WHAT THE TASK ASKS: For each line below that includes the string "with", show the whole line.

□ □ □ □ □ □ □

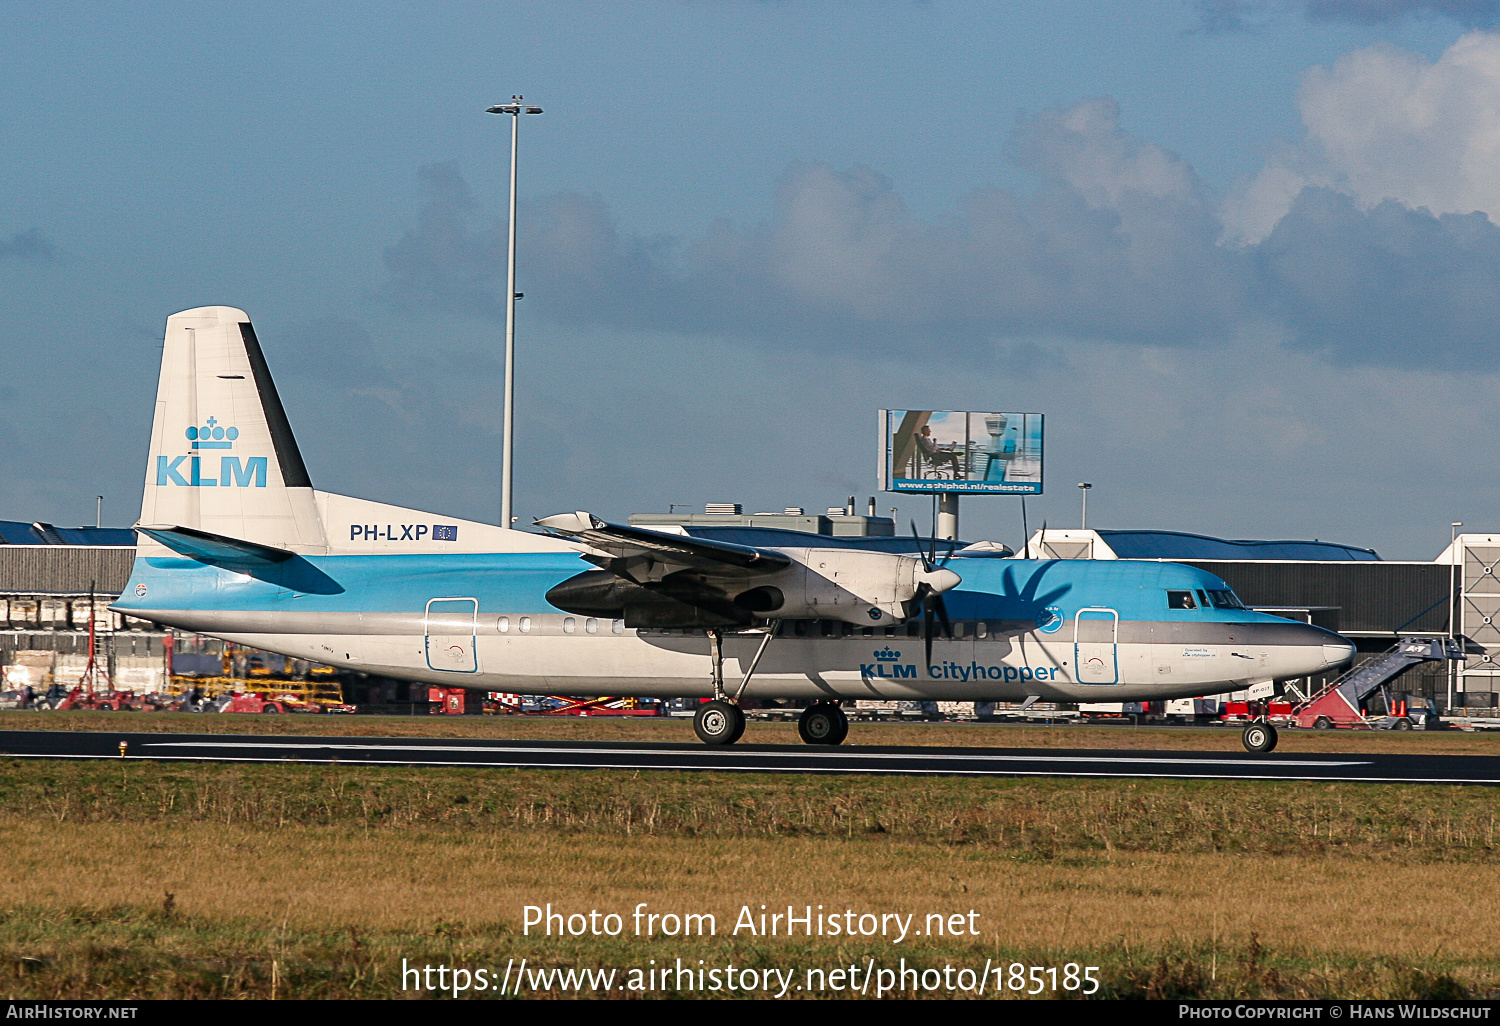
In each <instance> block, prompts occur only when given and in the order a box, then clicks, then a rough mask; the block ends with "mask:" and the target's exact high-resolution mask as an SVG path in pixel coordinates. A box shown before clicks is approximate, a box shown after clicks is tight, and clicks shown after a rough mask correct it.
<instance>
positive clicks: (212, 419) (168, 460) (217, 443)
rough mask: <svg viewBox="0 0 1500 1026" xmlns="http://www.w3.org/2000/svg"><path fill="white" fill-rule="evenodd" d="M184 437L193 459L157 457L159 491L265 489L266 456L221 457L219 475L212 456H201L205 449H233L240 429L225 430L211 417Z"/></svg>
mask: <svg viewBox="0 0 1500 1026" xmlns="http://www.w3.org/2000/svg"><path fill="white" fill-rule="evenodd" d="M183 434H184V435H187V441H190V443H192V450H193V452H192V455H190V456H157V458H156V484H157V487H168V486H178V487H266V472H267V469H270V460H269V459H267V458H266V456H249V458H246V459H240V458H239V456H220V458H219V468H217V472H214V466H213V463H211V460H213V456H199V453H201V452H202V450H204V449H234V440H236V438H239V437H240V429H239V428H225V426H223V425H220V423H219V420H217V417H208V423H205V425H204V426H201V428H199V426H196V425H193V426H192V428H189V429H187V431H184V432H183ZM205 460H208V462H205Z"/></svg>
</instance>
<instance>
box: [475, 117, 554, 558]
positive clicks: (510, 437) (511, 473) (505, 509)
mask: <svg viewBox="0 0 1500 1026" xmlns="http://www.w3.org/2000/svg"><path fill="white" fill-rule="evenodd" d="M523 99H525V98H523V96H511V98H510V102H508V104H496V105H495V107H490V108H487V110H486V111H484V113H486V114H510V229H508V236H510V237H508V240H507V257H508V260H507V264H505V413H504V420H505V426H504V432H505V437H504V443H502V446H501V458H499V526H502V528H507V529H508V528H510V525H511V523H514V519H516V517H514V516H513V514H511V501H513V487H511V481H513V477H514V460H516V443H514V438H516V432H514V428H516V141H517V136H519V130H517V129H519V126H520V115H522V114H540V113H541V108H540V107H531V105H528V104H523V102H522V101H523Z"/></svg>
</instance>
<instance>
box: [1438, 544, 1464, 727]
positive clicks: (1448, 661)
mask: <svg viewBox="0 0 1500 1026" xmlns="http://www.w3.org/2000/svg"><path fill="white" fill-rule="evenodd" d="M1461 526H1464V522H1463V520H1454V522H1452V529H1451V531H1449V541H1448V640H1449V651H1452V642H1454V637H1455V636H1457V633H1458V624H1457V622H1455V621H1457V619H1458V604H1460V603H1458V597H1457V595H1455V594H1454V592H1455V591H1458V588H1457V585H1455V579H1457V576H1458V528H1461ZM1455 673H1457V670H1455V667H1454V660H1448V705H1446V706H1443V714H1445V715H1452V712H1449V709H1451V708H1454V675H1455Z"/></svg>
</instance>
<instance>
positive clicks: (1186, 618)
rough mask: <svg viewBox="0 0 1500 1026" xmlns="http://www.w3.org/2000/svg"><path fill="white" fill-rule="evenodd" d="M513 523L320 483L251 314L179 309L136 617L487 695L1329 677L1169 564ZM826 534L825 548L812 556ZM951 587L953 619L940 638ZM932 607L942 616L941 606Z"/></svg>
mask: <svg viewBox="0 0 1500 1026" xmlns="http://www.w3.org/2000/svg"><path fill="white" fill-rule="evenodd" d="M540 525H541V526H543V528H546V529H547V534H537V532H529V531H514V529H502V528H498V526H495V525H484V523H474V522H465V520H458V519H453V517H443V516H435V514H431V513H423V511H417V510H408V508H399V507H392V505H384V504H380V502H369V501H365V499H357V498H350V496H342V495H335V493H330V492H321V490H315V489H314V487H312V484H311V480H309V477H308V471H306V468H305V465H303V462H302V456H300V453H299V450H297V444H296V440H294V438H293V435H291V428H290V425H288V422H287V416H285V411H284V410H282V405H281V401H279V399H278V396H276V389H275V384H273V383H272V380H270V372H269V371H267V366H266V360H264V357H263V354H261V351H260V344H258V342H257V339H255V335H254V330H252V329H251V326H249V318H246V315H245V314H243V312H240V311H236V309H231V308H202V309H196V311H186V312H183V314H177V315H172V317H171V318H169V320H168V326H166V339H165V345H163V356H162V374H160V384H159V392H157V402H156V419H154V423H153V432H151V450H150V456H148V462H147V475H145V495H144V499H142V511H141V520H139V525H138V528H139V531H141V543H139V549H138V558H136V561H135V568H133V573H132V577H130V582H129V585H127V588H126V592H124V595H123V597H121V598H120V601H118V603H117V604H115V607H117V609H120V610H121V612H126V613H130V615H135V616H142V618H148V619H153V621H156V622H160V624H166V625H169V627H175V628H178V630H189V631H196V633H202V634H211V636H216V637H223V639H226V640H233V642H240V643H245V645H252V646H257V648H264V649H269V651H275V652H284V654H287V655H294V657H299V658H309V660H315V661H320V663H327V664H333V666H341V667H345V669H350V670H356V672H365V673H371V675H381V676H393V678H405V679H413V681H426V682H432V684H440V685H446V687H463V688H475V690H484V691H520V693H562V694H622V696H660V697H669V696H705V697H706V696H711V694H714V693H715V690H717V688H715V681H714V676H712V672H711V649H712V643H714V642H715V640H717V639H718V637H721V643H723V675H724V681H727V684H729V685H730V690H732V685H733V684H735V681H736V679H738V678H742V676H744V673H745V672H747V670H748V669H750V663H751V660H753V657H754V654H756V651H759V649H760V648H762V640H763V639H765V636H766V633H768V631H771V633H772V634H774V636H772V637H771V640H769V642H766V643H765V645H763V655H762V657H760V661H759V664H757V666H756V670H754V675H753V678H751V679H750V682H748V685H747V688H745V691H744V694H745V696H748V697H772V699H819V697H822V699H954V700H1017V699H1023V697H1028V696H1038V697H1041V699H1053V700H1107V702H1109V700H1146V699H1158V697H1185V696H1199V694H1215V693H1224V691H1230V690H1236V688H1242V687H1247V685H1248V684H1256V682H1263V681H1275V679H1289V678H1299V676H1307V675H1310V673H1319V672H1322V670H1326V669H1329V667H1334V666H1337V664H1340V663H1344V661H1347V660H1349V658H1350V657H1352V655H1353V646H1352V645H1350V643H1349V642H1347V640H1344V639H1343V637H1340V636H1338V634H1334V633H1329V631H1325V630H1320V628H1316V627H1310V625H1307V624H1298V622H1292V621H1287V619H1281V618H1277V616H1271V615H1265V613H1257V612H1251V610H1248V609H1244V607H1242V606H1241V604H1239V601H1238V600H1236V598H1235V597H1233V592H1232V591H1230V589H1229V586H1227V585H1226V583H1224V582H1223V580H1220V579H1218V577H1215V576H1214V574H1211V573H1206V571H1203V570H1197V568H1194V567H1187V565H1179V564H1170V562H1142V561H1124V559H1122V561H1034V559H1005V558H993V556H986V558H980V556H974V558H969V556H965V555H962V553H959V555H956V556H954V558H953V559H951V561H948V562H947V564H945V567H933V565H930V564H929V562H927V561H926V559H922V558H921V556H919V555H895V553H883V552H855V550H852V549H847V547H840V546H838V543H837V541H835V540H828V538H819V537H816V535H810V537H808V541H807V547H795V546H793V547H787V546H784V544H781V546H777V544H768V546H744V544H727V543H715V541H711V540H702V538H699V540H694V538H690V537H673V535H669V534H658V532H651V531H640V529H634V528H622V526H616V525H609V523H604V522H603V520H597V519H595V517H591V516H589V514H586V513H577V514H561V516H556V517H547V519H546V520H541V522H540ZM817 546H822V547H817ZM936 595H941V597H942V601H944V604H945V610H947V616H948V618H950V619H951V624H953V630H951V636H948V634H947V633H942V634H939V636H935V637H932V640H930V643H932V655H930V657H929V655H927V639H924V636H922V616H918V615H916V612H918V610H921V609H924V606H922V603H924V601H927V603H932V601H933V598H935V597H936ZM927 621H929V622H930V607H929V616H927Z"/></svg>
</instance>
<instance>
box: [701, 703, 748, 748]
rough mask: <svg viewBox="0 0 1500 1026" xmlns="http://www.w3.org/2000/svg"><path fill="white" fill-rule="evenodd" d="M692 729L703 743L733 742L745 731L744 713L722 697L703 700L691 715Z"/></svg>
mask: <svg viewBox="0 0 1500 1026" xmlns="http://www.w3.org/2000/svg"><path fill="white" fill-rule="evenodd" d="M693 730H694V732H696V733H697V739H699V741H702V742H703V744H733V742H735V741H738V739H739V735H741V733H744V732H745V714H744V712H741V711H739V706H738V705H733V703H730V702H724V700H723V699H714V700H712V702H703V703H702V705H699V706H697V712H696V714H694V715H693Z"/></svg>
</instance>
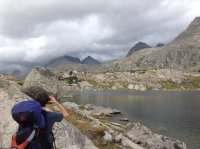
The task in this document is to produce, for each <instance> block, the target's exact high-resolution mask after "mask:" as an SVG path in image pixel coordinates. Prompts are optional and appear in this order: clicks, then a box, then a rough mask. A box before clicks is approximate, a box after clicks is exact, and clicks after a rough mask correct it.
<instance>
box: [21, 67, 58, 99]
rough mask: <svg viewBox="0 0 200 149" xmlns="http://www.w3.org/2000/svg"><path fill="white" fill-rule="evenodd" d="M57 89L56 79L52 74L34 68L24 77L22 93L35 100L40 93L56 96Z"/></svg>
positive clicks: (47, 70)
mask: <svg viewBox="0 0 200 149" xmlns="http://www.w3.org/2000/svg"><path fill="white" fill-rule="evenodd" d="M57 88H58V78H57V77H56V75H55V74H54V73H53V72H51V71H50V70H47V69H45V68H43V67H35V68H33V69H32V71H31V72H30V74H29V75H28V76H27V77H26V80H25V82H24V84H23V87H22V91H23V92H24V93H26V94H27V95H29V96H31V97H32V98H35V97H36V96H37V95H38V94H39V93H41V92H46V93H47V94H49V95H56V94H57Z"/></svg>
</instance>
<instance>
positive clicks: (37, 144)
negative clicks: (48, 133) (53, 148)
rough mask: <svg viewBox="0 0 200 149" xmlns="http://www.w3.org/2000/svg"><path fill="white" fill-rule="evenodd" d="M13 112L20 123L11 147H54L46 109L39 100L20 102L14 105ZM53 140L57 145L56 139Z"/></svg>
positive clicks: (17, 120)
mask: <svg viewBox="0 0 200 149" xmlns="http://www.w3.org/2000/svg"><path fill="white" fill-rule="evenodd" d="M11 112H12V117H13V119H14V120H15V121H16V122H17V123H18V124H19V127H18V130H17V132H16V133H15V134H14V135H13V136H12V142H11V149H52V148H53V145H52V143H51V142H50V141H49V140H48V133H47V127H46V125H47V114H46V111H45V110H42V108H41V106H40V104H39V103H38V102H37V101H34V100H29V101H23V102H20V103H18V104H16V105H14V106H13V108H12V110H11ZM52 134H53V133H52ZM53 138H54V137H53ZM53 141H54V145H55V140H53Z"/></svg>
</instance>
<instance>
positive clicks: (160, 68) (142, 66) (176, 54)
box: [104, 17, 200, 71]
mask: <svg viewBox="0 0 200 149" xmlns="http://www.w3.org/2000/svg"><path fill="white" fill-rule="evenodd" d="M199 64H200V17H197V18H195V19H194V20H193V21H192V23H191V24H190V25H189V27H188V28H187V29H186V30H185V31H183V32H182V33H181V34H180V35H179V36H178V37H177V38H175V40H174V41H172V42H171V43H170V44H168V45H166V46H164V47H160V48H148V49H143V50H139V51H137V52H134V53H133V54H132V55H131V56H129V57H127V58H123V59H120V60H116V61H112V62H110V63H106V64H105V65H104V68H106V69H113V68H117V70H132V69H163V68H164V69H165V68H170V69H179V70H189V71H199V70H200V65H199Z"/></svg>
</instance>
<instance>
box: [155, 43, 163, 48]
mask: <svg viewBox="0 0 200 149" xmlns="http://www.w3.org/2000/svg"><path fill="white" fill-rule="evenodd" d="M163 46H165V44H163V43H158V44H157V45H156V47H163Z"/></svg>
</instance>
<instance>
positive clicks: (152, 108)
mask: <svg viewBox="0 0 200 149" xmlns="http://www.w3.org/2000/svg"><path fill="white" fill-rule="evenodd" d="M199 95H200V92H187V91H184V92H161V91H159V92H158V91H156V92H153V91H152V92H151V91H150V92H84V93H76V94H75V95H74V96H75V99H76V102H77V103H78V104H87V103H92V104H95V105H104V106H110V107H113V108H117V109H119V110H121V112H122V113H124V114H125V115H126V117H128V118H129V119H130V120H132V121H134V122H138V121H139V122H141V123H143V124H144V125H147V126H148V127H150V128H151V129H152V130H153V131H154V132H157V133H161V134H164V135H167V136H171V137H174V138H177V139H180V140H183V141H185V142H186V144H187V146H188V148H191V149H197V148H200V99H199V97H200V96H199ZM114 120H116V121H117V120H118V119H116V118H115V119H114Z"/></svg>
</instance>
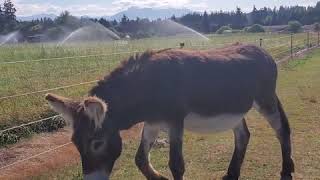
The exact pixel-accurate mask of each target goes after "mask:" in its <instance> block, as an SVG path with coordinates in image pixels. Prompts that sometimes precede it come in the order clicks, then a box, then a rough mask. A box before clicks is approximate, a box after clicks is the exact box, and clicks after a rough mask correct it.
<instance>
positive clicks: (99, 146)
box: [91, 140, 105, 152]
mask: <svg viewBox="0 0 320 180" xmlns="http://www.w3.org/2000/svg"><path fill="white" fill-rule="evenodd" d="M104 145H105V141H103V140H93V141H92V143H91V149H92V151H93V152H100V151H102V150H103V149H104Z"/></svg>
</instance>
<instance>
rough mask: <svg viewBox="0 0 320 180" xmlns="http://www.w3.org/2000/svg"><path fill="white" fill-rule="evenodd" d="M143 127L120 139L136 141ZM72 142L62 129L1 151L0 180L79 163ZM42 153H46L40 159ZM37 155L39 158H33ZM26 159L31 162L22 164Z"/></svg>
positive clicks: (36, 172) (6, 179) (123, 135)
mask: <svg viewBox="0 0 320 180" xmlns="http://www.w3.org/2000/svg"><path fill="white" fill-rule="evenodd" d="M142 126H143V125H141V124H139V125H137V126H135V127H133V128H132V129H130V130H129V131H124V132H122V133H121V135H122V137H123V138H124V139H129V137H130V138H131V139H132V138H137V137H139V134H140V129H141V127H142ZM70 138H71V130H70V129H62V130H60V131H58V132H55V133H46V134H39V135H36V136H34V137H32V138H31V139H25V140H23V141H22V142H20V143H18V144H15V145H12V146H10V147H8V148H2V149H0V180H2V179H6V180H7V179H27V178H28V177H30V176H35V175H38V174H42V173H45V172H48V171H52V170H53V169H57V168H61V167H64V166H70V165H72V164H75V163H77V162H79V161H80V158H79V153H78V152H77V150H76V148H75V146H74V145H73V144H72V143H71V144H66V143H69V142H70ZM64 144H66V145H65V146H63V147H60V148H58V149H56V150H53V151H50V152H46V151H48V150H50V149H54V148H56V147H58V146H61V145H64ZM43 152H46V153H44V154H40V155H39V156H37V155H38V154H39V153H43ZM35 155H36V157H32V156H35ZM30 157H32V158H30ZM26 158H30V159H27V160H25V161H21V160H24V159H26ZM16 162H17V163H16ZM12 163H15V164H12ZM5 166H7V167H5ZM3 167H5V168H3Z"/></svg>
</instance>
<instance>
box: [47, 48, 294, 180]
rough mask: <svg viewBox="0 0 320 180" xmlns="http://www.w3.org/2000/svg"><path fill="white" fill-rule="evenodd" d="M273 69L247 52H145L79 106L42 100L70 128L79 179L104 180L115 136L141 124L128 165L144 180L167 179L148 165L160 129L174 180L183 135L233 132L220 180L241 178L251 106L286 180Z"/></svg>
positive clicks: (112, 72)
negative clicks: (76, 155)
mask: <svg viewBox="0 0 320 180" xmlns="http://www.w3.org/2000/svg"><path fill="white" fill-rule="evenodd" d="M276 80H277V66H276V64H275V62H274V60H273V59H272V57H271V56H270V55H269V54H268V53H267V52H266V51H264V50H263V49H261V48H259V47H256V46H254V45H243V44H235V45H232V46H229V47H225V48H221V49H216V50H204V51H194V50H185V49H165V50H160V51H147V52H144V53H142V54H140V55H135V56H132V57H130V58H129V59H127V60H126V61H124V62H123V63H122V64H121V65H120V66H119V67H117V68H116V69H115V70H114V71H113V72H111V73H110V74H109V75H108V76H106V77H105V78H104V79H103V80H100V81H99V82H98V84H97V85H96V86H95V87H93V88H92V89H91V90H90V91H89V96H88V97H87V98H85V99H84V100H81V101H76V100H71V99H69V98H64V97H60V96H58V95H54V94H47V95H46V100H48V101H49V104H50V105H51V107H52V108H53V109H54V110H55V111H56V112H58V113H60V114H62V116H63V117H64V118H65V119H67V120H69V121H71V122H72V124H73V135H72V141H73V143H74V144H75V146H76V147H77V149H78V151H79V152H80V155H81V160H82V168H83V173H84V179H90V180H91V179H94V180H100V179H108V178H109V175H110V173H111V171H112V168H113V166H114V163H115V161H116V160H117V158H118V157H119V156H120V154H121V150H122V139H121V137H120V133H119V132H120V131H121V130H126V129H129V128H130V127H132V126H133V125H135V124H137V123H140V122H144V128H143V130H142V138H141V143H140V146H139V148H138V151H137V153H136V157H135V162H136V165H137V167H138V168H139V170H140V171H141V172H142V173H143V175H144V176H145V177H146V178H147V179H149V180H160V179H167V178H165V177H164V176H162V175H161V174H159V173H158V172H157V171H156V170H155V169H154V168H153V167H152V165H151V163H150V159H149V152H150V149H151V148H152V145H153V143H154V142H155V140H156V138H157V137H158V133H159V130H160V129H161V128H163V127H166V128H167V130H168V134H169V143H170V153H169V157H170V158H169V159H170V160H169V167H170V170H171V172H172V175H173V178H174V179H175V180H182V179H183V175H184V172H185V165H184V159H183V154H182V144H183V132H184V129H188V130H191V131H194V132H199V133H213V132H220V131H226V130H229V129H232V130H233V132H234V136H235V149H234V153H233V156H232V160H231V162H230V165H229V168H228V171H227V173H226V175H225V176H224V177H223V179H225V180H235V179H238V178H239V176H240V168H241V165H242V162H243V160H244V156H245V152H246V149H247V145H248V142H249V137H250V133H249V130H248V127H247V125H246V121H245V118H244V117H245V115H246V114H247V113H248V111H249V110H250V109H251V108H252V107H254V108H256V109H257V110H258V111H259V112H260V113H261V114H262V115H263V116H264V117H266V120H267V121H268V122H269V124H270V125H271V127H272V128H273V129H274V130H275V132H276V134H277V138H278V139H279V141H280V143H281V150H282V171H281V179H282V180H290V179H292V176H291V173H293V172H294V163H293V160H292V158H291V142H290V127H289V123H288V119H287V117H286V115H285V112H284V110H283V107H282V105H281V103H280V101H279V99H278V97H277V95H276V91H275V89H276Z"/></svg>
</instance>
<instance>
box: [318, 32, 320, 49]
mask: <svg viewBox="0 0 320 180" xmlns="http://www.w3.org/2000/svg"><path fill="white" fill-rule="evenodd" d="M318 46H320V31H318Z"/></svg>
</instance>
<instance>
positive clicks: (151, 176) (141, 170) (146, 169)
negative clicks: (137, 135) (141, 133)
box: [135, 123, 167, 180]
mask: <svg viewBox="0 0 320 180" xmlns="http://www.w3.org/2000/svg"><path fill="white" fill-rule="evenodd" d="M159 131H160V127H159V126H156V125H151V124H148V123H145V124H144V127H143V131H142V137H141V143H140V146H139V149H138V151H137V154H136V157H135V162H136V165H137V166H138V168H139V170H140V171H141V172H142V173H143V175H144V176H145V177H146V178H147V179H148V180H167V178H165V177H163V176H161V175H160V174H159V173H158V172H157V171H156V170H155V169H154V168H153V167H152V165H151V163H150V158H149V153H150V150H151V148H152V146H153V144H154V142H155V140H156V139H157V137H158V135H159Z"/></svg>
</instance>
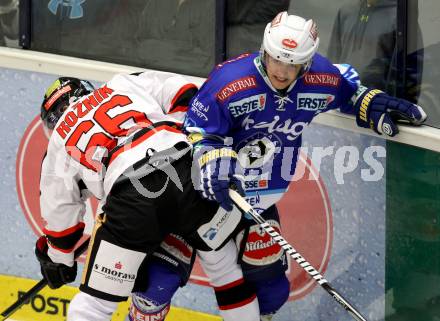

□ □ □ □ □ □ □

ANSWER BOX:
In each <instance> block, prompts occur only when given and in the order a box, then clicks, then a rough mask; the block ends with "mask:" and the target's exact high-resolution mask as an SVG path in pixel coordinates. A box shown before clicks is approximate, a box shown after clicks is tight, and clicks shown after a rough mask correct it.
The exact pixel-accurate mask of each target goes after "mask:" in its <instance> block, as an SVG path with coordinates in image pixels. Prompts that sometimes precede it come in the order clicks, then a box, then a rough mask. A box before clicks is approximate, a box after clicks is the exact box, and clicks after a rough mask correct it.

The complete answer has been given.